Your instructions – Below are some records. Write out the lines from the one containing "One point lands on each instance of the chimney;" to the last line, word for word, leaving out pictures.

Material for this task –
━━━━━━━━
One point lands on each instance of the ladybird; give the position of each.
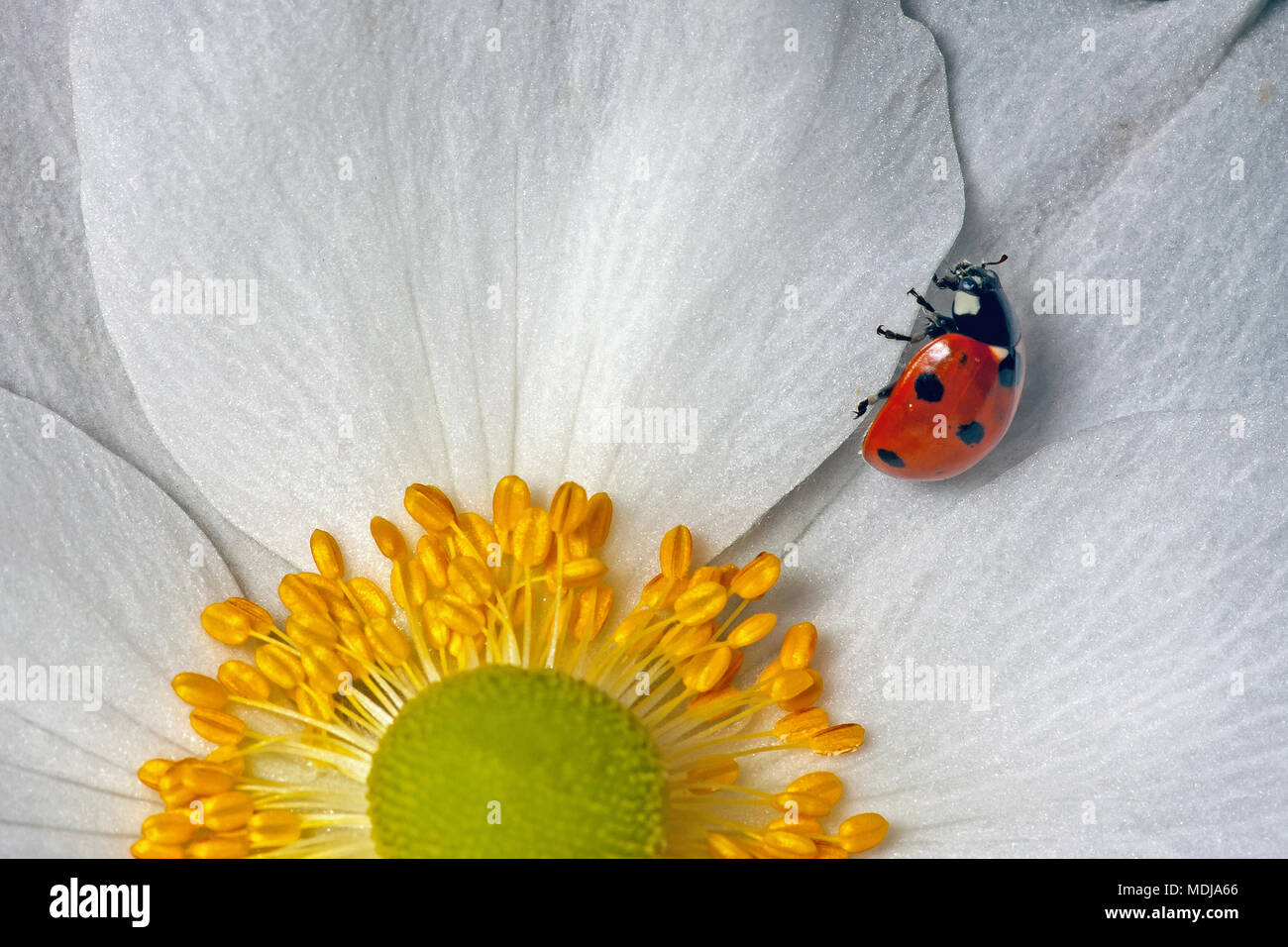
(954, 399)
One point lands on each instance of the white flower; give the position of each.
(471, 234)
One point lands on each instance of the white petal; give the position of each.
(635, 193)
(56, 350)
(1126, 591)
(99, 575)
(1157, 158)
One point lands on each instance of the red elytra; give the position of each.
(954, 399)
(932, 440)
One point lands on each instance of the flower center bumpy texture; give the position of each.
(497, 701)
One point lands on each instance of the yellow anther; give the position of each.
(863, 831)
(168, 827)
(433, 558)
(416, 581)
(531, 536)
(279, 665)
(700, 603)
(802, 825)
(756, 578)
(312, 628)
(389, 539)
(683, 641)
(387, 642)
(820, 784)
(715, 703)
(300, 596)
(273, 827)
(471, 579)
(711, 774)
(243, 681)
(200, 690)
(803, 804)
(481, 538)
(837, 740)
(218, 847)
(802, 723)
(325, 669)
(661, 591)
(205, 779)
(806, 697)
(799, 646)
(635, 633)
(226, 624)
(217, 725)
(258, 616)
(153, 771)
(590, 611)
(724, 847)
(675, 554)
(326, 554)
(146, 848)
(790, 844)
(568, 508)
(509, 500)
(356, 650)
(429, 506)
(599, 519)
(574, 545)
(772, 671)
(704, 672)
(437, 631)
(372, 598)
(314, 703)
(787, 684)
(583, 573)
(752, 629)
(230, 759)
(228, 812)
(730, 671)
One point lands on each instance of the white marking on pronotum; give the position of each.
(965, 303)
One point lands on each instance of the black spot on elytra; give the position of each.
(970, 433)
(928, 386)
(1008, 368)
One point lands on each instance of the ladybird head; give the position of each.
(970, 277)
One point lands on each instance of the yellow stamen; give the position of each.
(531, 589)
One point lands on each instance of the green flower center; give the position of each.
(510, 763)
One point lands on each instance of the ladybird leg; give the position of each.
(872, 399)
(900, 337)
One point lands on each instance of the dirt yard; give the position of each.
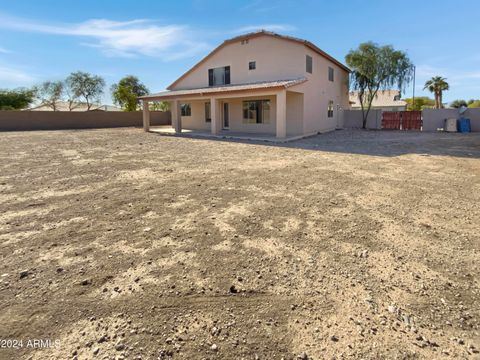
(118, 244)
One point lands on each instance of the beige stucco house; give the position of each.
(259, 83)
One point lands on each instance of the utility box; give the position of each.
(463, 125)
(450, 125)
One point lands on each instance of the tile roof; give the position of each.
(227, 88)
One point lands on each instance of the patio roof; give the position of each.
(224, 89)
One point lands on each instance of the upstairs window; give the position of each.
(256, 112)
(330, 109)
(330, 74)
(309, 64)
(186, 110)
(219, 76)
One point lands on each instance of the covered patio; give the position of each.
(257, 111)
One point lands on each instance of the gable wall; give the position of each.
(275, 59)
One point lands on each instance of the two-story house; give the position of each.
(261, 83)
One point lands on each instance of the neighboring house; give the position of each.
(261, 83)
(386, 100)
(64, 106)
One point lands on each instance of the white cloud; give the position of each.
(120, 38)
(14, 76)
(269, 27)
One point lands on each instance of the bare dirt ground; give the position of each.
(127, 245)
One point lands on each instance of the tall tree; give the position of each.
(87, 86)
(50, 93)
(70, 96)
(17, 99)
(126, 92)
(437, 85)
(377, 68)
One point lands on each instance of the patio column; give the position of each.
(146, 116)
(215, 115)
(176, 116)
(282, 114)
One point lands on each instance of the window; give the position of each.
(309, 64)
(330, 73)
(208, 113)
(219, 76)
(330, 109)
(186, 110)
(256, 112)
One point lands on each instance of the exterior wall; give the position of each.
(56, 120)
(318, 91)
(275, 59)
(294, 113)
(197, 120)
(282, 59)
(236, 116)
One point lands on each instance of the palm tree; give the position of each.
(437, 85)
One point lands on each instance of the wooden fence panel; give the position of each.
(391, 120)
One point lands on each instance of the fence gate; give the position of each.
(402, 120)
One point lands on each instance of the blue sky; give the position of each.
(159, 40)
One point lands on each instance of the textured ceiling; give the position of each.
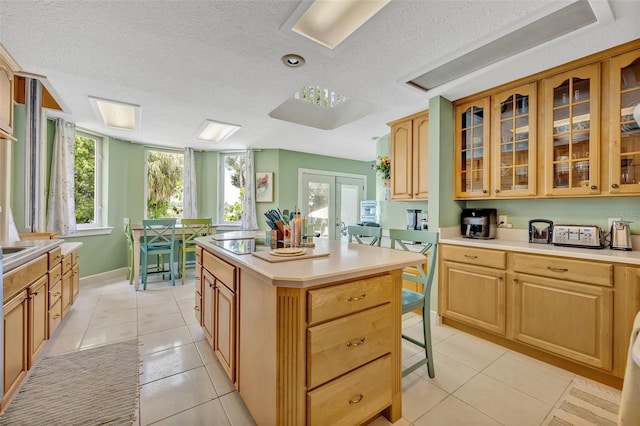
(187, 61)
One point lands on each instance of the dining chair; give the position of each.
(426, 243)
(191, 229)
(158, 238)
(128, 235)
(358, 231)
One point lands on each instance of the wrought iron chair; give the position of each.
(412, 300)
(191, 229)
(357, 232)
(158, 238)
(128, 235)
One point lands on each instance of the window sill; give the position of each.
(86, 232)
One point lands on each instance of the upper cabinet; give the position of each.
(572, 132)
(513, 140)
(472, 149)
(7, 67)
(624, 132)
(409, 157)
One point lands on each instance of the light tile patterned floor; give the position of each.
(182, 383)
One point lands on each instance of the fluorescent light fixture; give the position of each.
(329, 22)
(115, 114)
(216, 131)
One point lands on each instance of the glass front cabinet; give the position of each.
(624, 132)
(472, 149)
(571, 134)
(513, 171)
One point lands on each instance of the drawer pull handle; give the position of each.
(358, 343)
(354, 299)
(356, 399)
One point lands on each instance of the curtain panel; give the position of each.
(61, 214)
(190, 193)
(249, 220)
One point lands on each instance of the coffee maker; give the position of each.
(478, 223)
(412, 219)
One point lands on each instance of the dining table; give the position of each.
(137, 231)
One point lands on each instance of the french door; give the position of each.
(330, 202)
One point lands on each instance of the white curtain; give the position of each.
(61, 215)
(249, 220)
(190, 193)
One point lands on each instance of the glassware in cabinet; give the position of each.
(514, 142)
(624, 164)
(472, 149)
(572, 134)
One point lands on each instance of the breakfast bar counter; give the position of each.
(307, 340)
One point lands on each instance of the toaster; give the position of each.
(587, 236)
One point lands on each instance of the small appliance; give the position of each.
(587, 236)
(478, 223)
(540, 231)
(620, 235)
(412, 219)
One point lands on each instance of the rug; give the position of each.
(97, 386)
(586, 403)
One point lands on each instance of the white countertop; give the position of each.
(345, 261)
(517, 240)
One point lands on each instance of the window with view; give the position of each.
(87, 180)
(233, 185)
(165, 173)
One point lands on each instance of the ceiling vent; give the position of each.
(556, 24)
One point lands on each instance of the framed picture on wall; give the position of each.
(264, 187)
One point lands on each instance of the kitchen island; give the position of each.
(311, 340)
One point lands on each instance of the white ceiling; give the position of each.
(187, 61)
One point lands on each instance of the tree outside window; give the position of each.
(165, 173)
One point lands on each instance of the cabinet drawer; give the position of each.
(67, 263)
(20, 278)
(475, 256)
(54, 293)
(55, 256)
(344, 344)
(354, 397)
(55, 274)
(55, 317)
(565, 269)
(344, 299)
(220, 269)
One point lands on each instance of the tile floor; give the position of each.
(182, 383)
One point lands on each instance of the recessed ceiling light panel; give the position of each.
(329, 22)
(216, 131)
(115, 114)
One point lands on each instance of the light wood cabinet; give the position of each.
(38, 311)
(572, 132)
(564, 317)
(15, 342)
(409, 158)
(470, 293)
(472, 126)
(624, 131)
(513, 142)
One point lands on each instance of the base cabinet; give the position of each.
(563, 317)
(15, 342)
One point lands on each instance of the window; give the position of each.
(165, 173)
(88, 178)
(232, 187)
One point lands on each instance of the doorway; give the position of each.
(330, 201)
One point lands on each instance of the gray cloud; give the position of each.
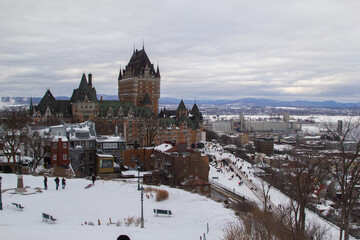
(206, 49)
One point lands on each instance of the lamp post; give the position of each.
(142, 208)
(138, 169)
(0, 193)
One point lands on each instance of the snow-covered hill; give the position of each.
(115, 199)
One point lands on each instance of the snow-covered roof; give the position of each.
(110, 139)
(105, 155)
(57, 138)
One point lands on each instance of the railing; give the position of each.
(237, 193)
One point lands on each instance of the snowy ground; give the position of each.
(106, 199)
(224, 178)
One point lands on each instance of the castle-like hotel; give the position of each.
(135, 115)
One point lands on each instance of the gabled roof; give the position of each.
(147, 100)
(196, 114)
(47, 101)
(137, 64)
(181, 106)
(84, 90)
(140, 111)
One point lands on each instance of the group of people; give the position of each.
(57, 182)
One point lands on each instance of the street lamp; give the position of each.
(138, 165)
(0, 193)
(142, 208)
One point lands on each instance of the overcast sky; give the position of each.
(231, 49)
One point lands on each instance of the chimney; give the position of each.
(90, 79)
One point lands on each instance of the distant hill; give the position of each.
(264, 102)
(261, 102)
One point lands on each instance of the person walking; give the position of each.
(123, 237)
(57, 180)
(45, 182)
(63, 182)
(93, 178)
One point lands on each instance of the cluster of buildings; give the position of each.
(90, 135)
(135, 115)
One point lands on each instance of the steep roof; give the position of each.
(196, 113)
(137, 64)
(147, 100)
(140, 111)
(47, 101)
(84, 90)
(55, 106)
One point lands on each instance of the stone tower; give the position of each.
(139, 82)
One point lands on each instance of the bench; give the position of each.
(47, 217)
(18, 206)
(161, 211)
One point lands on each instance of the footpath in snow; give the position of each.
(222, 175)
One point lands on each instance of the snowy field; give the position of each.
(117, 200)
(224, 178)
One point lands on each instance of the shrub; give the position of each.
(161, 195)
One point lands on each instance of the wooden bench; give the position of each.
(18, 206)
(47, 217)
(161, 211)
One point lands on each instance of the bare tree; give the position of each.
(346, 167)
(265, 193)
(13, 133)
(310, 169)
(39, 147)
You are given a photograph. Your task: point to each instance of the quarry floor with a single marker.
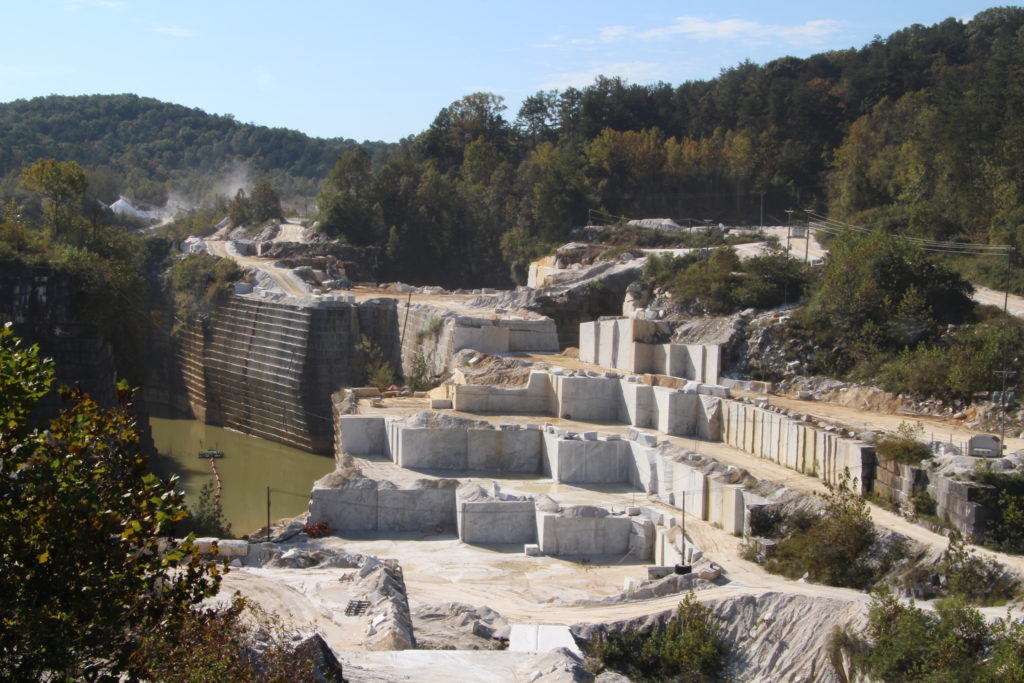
━━━━━━━━
Exercise output –
One point lands on each instance of the chimney; give the position of each.
(90, 79)
One point lands on each instance of the distant hill; give the position of each.
(264, 102)
(261, 102)
One point lands on each instance of the person walking; give the position of each.
(123, 237)
(57, 180)
(45, 182)
(63, 182)
(93, 178)
One point lands on each instance of the cluster of buildings; give the position of each.
(90, 135)
(135, 115)
One point lands on each instance of the steep roof; give the position of each.
(196, 113)
(137, 64)
(147, 100)
(140, 111)
(47, 101)
(84, 90)
(55, 106)
One point lands on each instance of the stone tower; give the position of each.
(139, 82)
One point lands on each instance of the bench; give the position of each.
(47, 217)
(18, 206)
(161, 211)
One point lands on each instance of the footpath in snow; give the position of each.
(222, 175)
One point lands on each instance of the snowy field; give the position of each.
(117, 200)
(224, 178)
One point lands on each instance of the shrub; give the position of each.
(161, 195)
One point lands on each instance of the wooden bench; give the position of each.
(18, 206)
(47, 217)
(161, 211)
One point lands on each instance of the bare tree; give the position of each.
(346, 167)
(265, 193)
(13, 133)
(310, 169)
(39, 147)
You are given a photograph. Your task: point to each instance of the quarry floor with a single marker.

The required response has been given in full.